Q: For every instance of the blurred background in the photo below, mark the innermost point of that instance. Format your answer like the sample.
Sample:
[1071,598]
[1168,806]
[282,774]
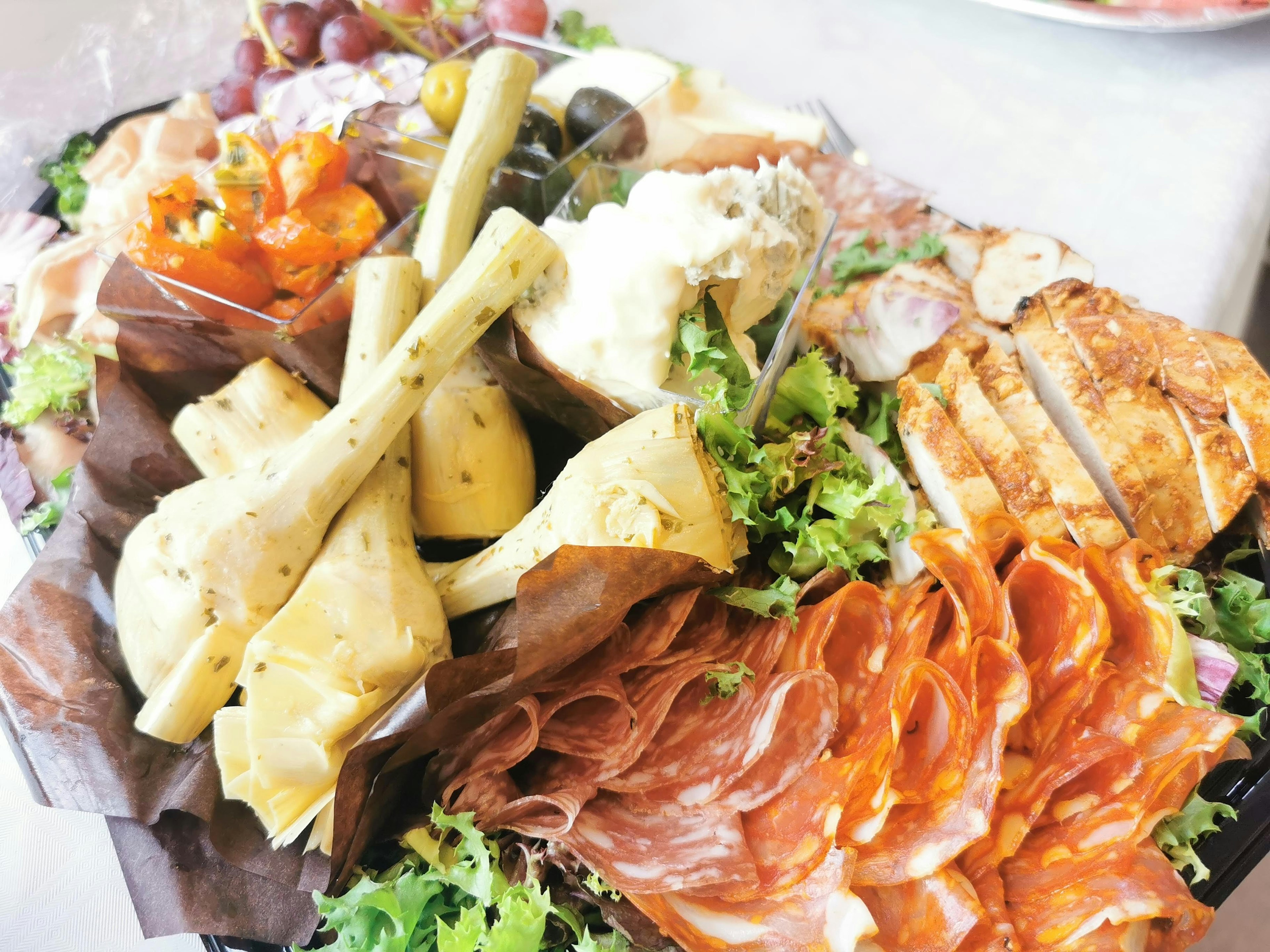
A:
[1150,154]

+++

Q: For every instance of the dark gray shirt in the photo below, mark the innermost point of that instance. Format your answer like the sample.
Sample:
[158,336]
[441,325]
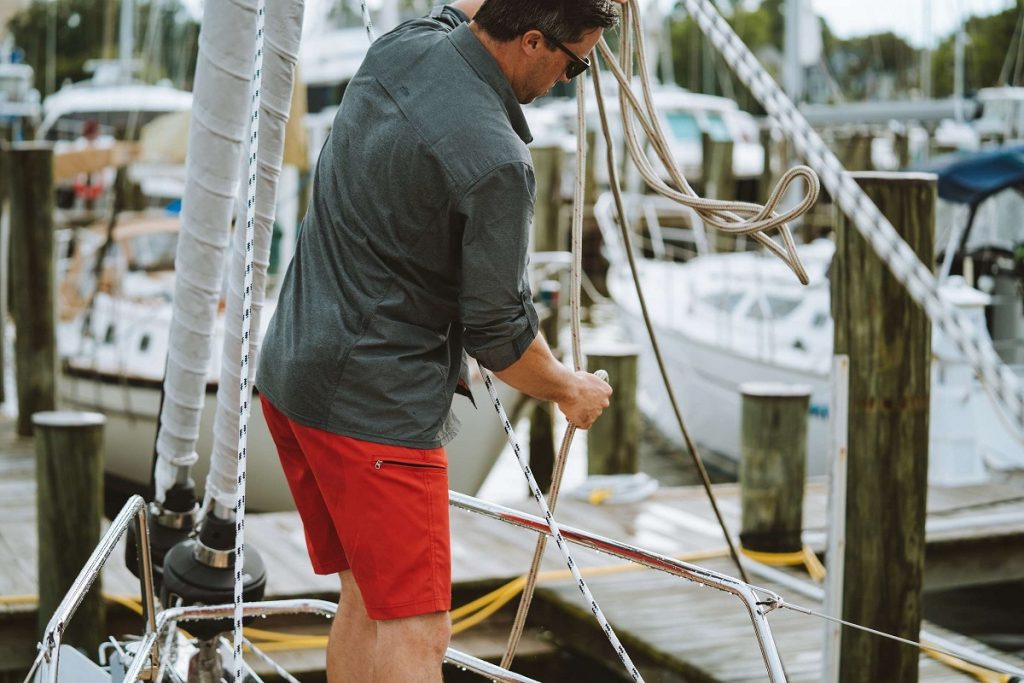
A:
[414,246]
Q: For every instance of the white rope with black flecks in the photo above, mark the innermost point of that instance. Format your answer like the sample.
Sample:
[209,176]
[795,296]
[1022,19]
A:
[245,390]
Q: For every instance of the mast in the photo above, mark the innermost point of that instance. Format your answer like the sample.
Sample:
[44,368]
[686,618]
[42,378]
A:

+++

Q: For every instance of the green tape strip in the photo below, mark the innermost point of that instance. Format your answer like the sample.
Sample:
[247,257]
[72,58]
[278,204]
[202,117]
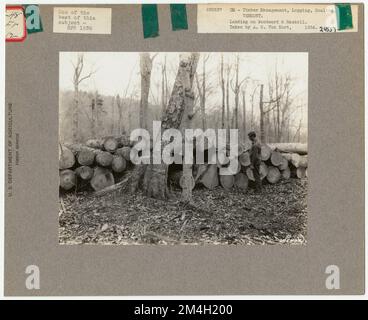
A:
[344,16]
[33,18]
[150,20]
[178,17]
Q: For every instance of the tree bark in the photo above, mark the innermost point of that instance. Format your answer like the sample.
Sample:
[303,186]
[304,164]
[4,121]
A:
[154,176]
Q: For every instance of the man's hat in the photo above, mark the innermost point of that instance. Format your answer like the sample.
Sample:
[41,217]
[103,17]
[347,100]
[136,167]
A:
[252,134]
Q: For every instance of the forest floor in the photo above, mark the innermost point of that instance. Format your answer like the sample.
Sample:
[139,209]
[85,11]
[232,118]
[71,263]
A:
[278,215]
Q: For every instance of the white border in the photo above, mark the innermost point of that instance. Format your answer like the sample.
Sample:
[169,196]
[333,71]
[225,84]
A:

+++

■ WORK TO DO ■
Pick out every line of the listing above that contains the word "white", and copy each of those lines in full.

■ EXERCISE ANSWER ■
Q: For every instance of the white rope with black flecks in the photo above, mark the innermost point of that instance. Format your answer like the sample.
Q: For every instance of the white border in the photo above, mark the innermost point of that instance. Format your answer like the sample.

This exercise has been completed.